* **What the task asks**:
Repeat the entries exactly, and do not carry the pictures over.

* **Records provided**:
──────────
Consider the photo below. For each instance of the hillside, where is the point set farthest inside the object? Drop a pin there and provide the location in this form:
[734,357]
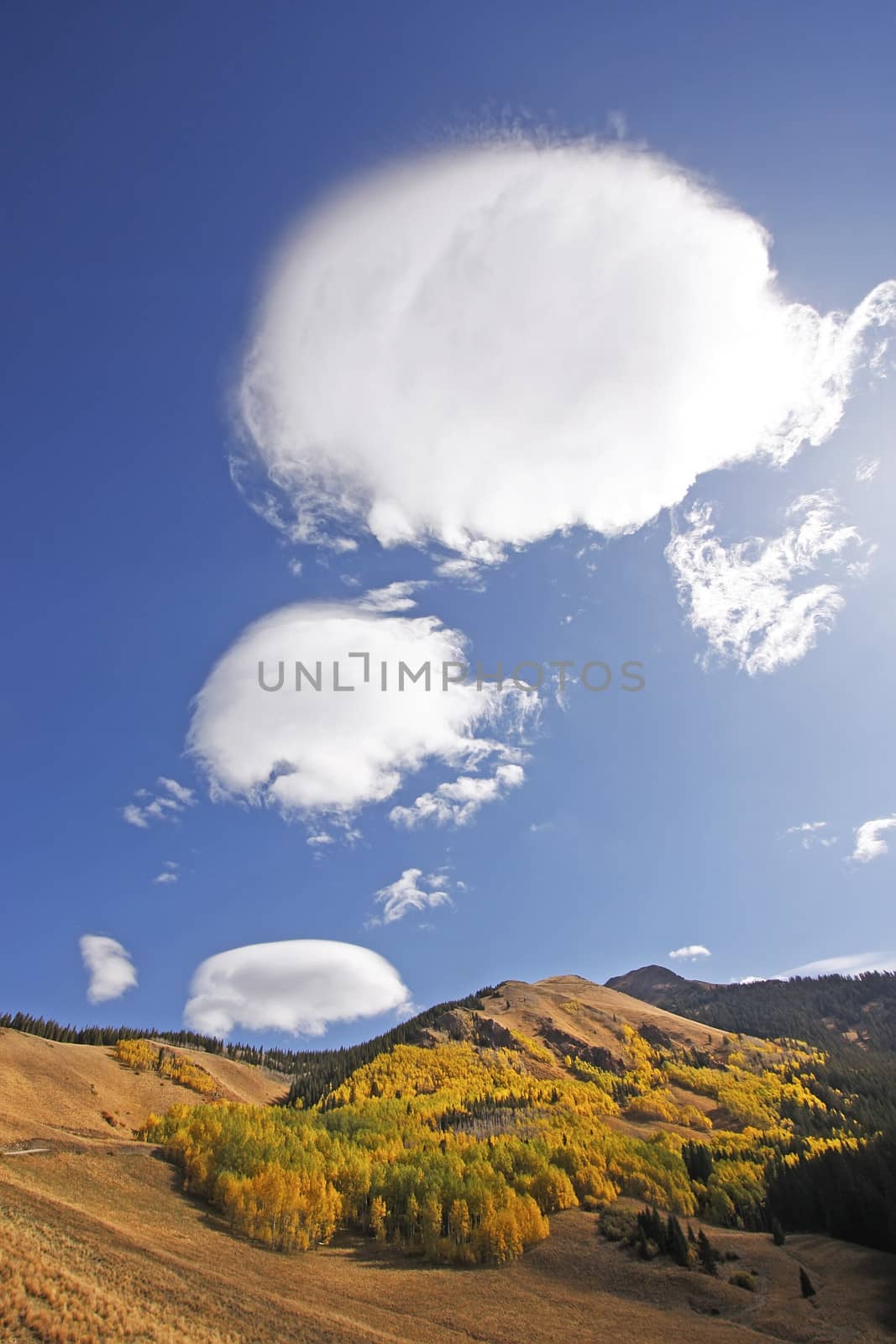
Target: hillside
[825,1010]
[55,1092]
[452,1142]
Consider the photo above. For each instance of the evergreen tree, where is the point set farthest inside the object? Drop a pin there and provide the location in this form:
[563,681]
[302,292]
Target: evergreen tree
[707,1253]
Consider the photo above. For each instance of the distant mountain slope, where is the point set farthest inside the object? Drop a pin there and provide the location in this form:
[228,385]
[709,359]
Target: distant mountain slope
[53,1090]
[826,1010]
[653,984]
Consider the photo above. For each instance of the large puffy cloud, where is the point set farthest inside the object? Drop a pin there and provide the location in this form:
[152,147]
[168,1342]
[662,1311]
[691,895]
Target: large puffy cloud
[315,752]
[300,985]
[486,344]
[743,597]
[109,967]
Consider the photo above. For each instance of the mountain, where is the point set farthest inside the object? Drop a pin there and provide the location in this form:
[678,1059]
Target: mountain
[831,1011]
[653,984]
[465,1135]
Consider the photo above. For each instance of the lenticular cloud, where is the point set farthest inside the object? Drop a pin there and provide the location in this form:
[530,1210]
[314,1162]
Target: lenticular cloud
[331,750]
[483,346]
[298,985]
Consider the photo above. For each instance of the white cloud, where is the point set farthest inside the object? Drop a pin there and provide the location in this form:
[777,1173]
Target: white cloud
[394,597]
[161,806]
[301,985]
[743,598]
[691,952]
[409,893]
[486,344]
[852,964]
[810,833]
[869,839]
[110,968]
[867,470]
[457,801]
[332,752]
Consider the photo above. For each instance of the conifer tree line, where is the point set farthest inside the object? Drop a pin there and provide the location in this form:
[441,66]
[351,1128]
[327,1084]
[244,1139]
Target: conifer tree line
[313,1072]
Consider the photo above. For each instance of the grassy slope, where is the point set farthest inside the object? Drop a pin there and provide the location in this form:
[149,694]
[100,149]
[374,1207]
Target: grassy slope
[97,1240]
[50,1090]
[105,1234]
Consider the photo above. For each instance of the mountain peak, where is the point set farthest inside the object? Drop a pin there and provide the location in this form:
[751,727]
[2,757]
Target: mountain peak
[651,981]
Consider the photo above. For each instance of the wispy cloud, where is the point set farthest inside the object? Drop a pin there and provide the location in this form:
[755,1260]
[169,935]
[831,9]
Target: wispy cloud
[410,891]
[458,801]
[869,839]
[849,964]
[691,952]
[109,965]
[810,833]
[159,806]
[301,985]
[867,470]
[743,598]
[394,597]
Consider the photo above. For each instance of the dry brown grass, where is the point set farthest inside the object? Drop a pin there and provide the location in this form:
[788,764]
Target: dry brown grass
[102,1241]
[55,1090]
[98,1247]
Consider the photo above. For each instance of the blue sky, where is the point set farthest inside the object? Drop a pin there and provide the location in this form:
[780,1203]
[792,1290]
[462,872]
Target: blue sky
[154,159]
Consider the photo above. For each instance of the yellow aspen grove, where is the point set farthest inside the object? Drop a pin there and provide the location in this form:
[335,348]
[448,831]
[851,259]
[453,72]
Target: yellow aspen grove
[458,1153]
──────────
* **Written answer**:
Consider the photo below. For each instance of the hillside, where is the point set farthest inside the object? Drop a pin there and provide the location in this form:
[734,357]
Target: hillside
[825,1010]
[55,1092]
[452,1142]
Consider the photo above. For each instance of the evergreen tree, where is the point set farthest inside the object? Drop a pin there and provide the location in this form:
[563,681]
[302,292]
Target: evergreen tree
[707,1253]
Consider the photo above. For each instance of the distant mountain slope, where is the point set farthest inside the object? Drop a pin there and provide the location in this form:
[228,385]
[709,359]
Target: distant mountain slope
[53,1090]
[826,1010]
[653,984]
Consider the photo above. For each instance of the large puffy cloud, where is the point set farthest inside the object? Drop a pin there and provide the location in this form:
[152,147]
[168,1342]
[662,1311]
[691,895]
Target: large puffy cloud
[315,752]
[300,985]
[486,344]
[743,597]
[109,967]
Consider the photo above. For each instance of the mountain, where is the point set farthest inside the object? Drop a pin there and provide the location in this form:
[678,1059]
Target: mountain
[831,1011]
[653,984]
[465,1135]
Consider the photo above. For each instance of the lenticular cloud, where is the point set farthest inside the object? Drop a pin there and provide the location in this form:
[530,1210]
[314,1162]
Target: lenticular cloud
[331,750]
[483,346]
[298,985]
Consider the photo above. For each instance of the white cloud, where is the point set farthest inside the object? Drop a pin there and provide the location in this form:
[777,1173]
Target: white cloud
[394,597]
[161,806]
[301,985]
[743,598]
[691,952]
[409,893]
[486,344]
[852,964]
[810,833]
[869,839]
[110,968]
[867,470]
[457,801]
[332,752]
Consider the photo above. For each instance of the conifer tree line, where is the point set farthest inside the object? Drop a pin there and provide the location in this form:
[441,66]
[351,1128]
[327,1084]
[244,1139]
Target: conifer tree line
[313,1072]
Consider the photo above. For each instance of the grassy slope, where is the point set farthest inside the object? Drop a pin there and provide the location in this form:
[149,694]
[100,149]
[374,1207]
Target: grassy slope
[97,1240]
[50,1090]
[105,1234]
Consider the photo above. For each instance of the mountain peak, where is the point set farthest inside the object? Drop a pin there and provide the location in this form:
[751,727]
[2,757]
Target: mountain peak
[651,981]
Consider the photo above. For each instance of the wispy cloud, where is the point set farthest inside the object? Drop a pin there and provide the location in this form:
[755,1260]
[169,935]
[831,9]
Target: wispy cloud
[410,891]
[458,801]
[869,839]
[849,964]
[691,952]
[109,965]
[810,833]
[159,806]
[301,985]
[867,470]
[743,598]
[394,597]
Consider the photo above. For each instance of the dry brown grass, where is the point set farthest inside the object? Drop a pin there and provide the location in this form:
[788,764]
Target: dry brown grass
[102,1241]
[55,1090]
[98,1247]
Consider the photo above. For each instance of the blue sky, where is the point set farthest inside the object? Drop a pin there and provide the location in this form:
[780,1203]
[792,1290]
[462,872]
Target: blue sky
[154,159]
Consider the photo above. For each instance of the yellow aspen grove, where is the point set farthest inside the object? Drop a pin there and provide the location in this form:
[335,348]
[448,831]
[851,259]
[453,72]
Target: yellow aspen grove
[458,1153]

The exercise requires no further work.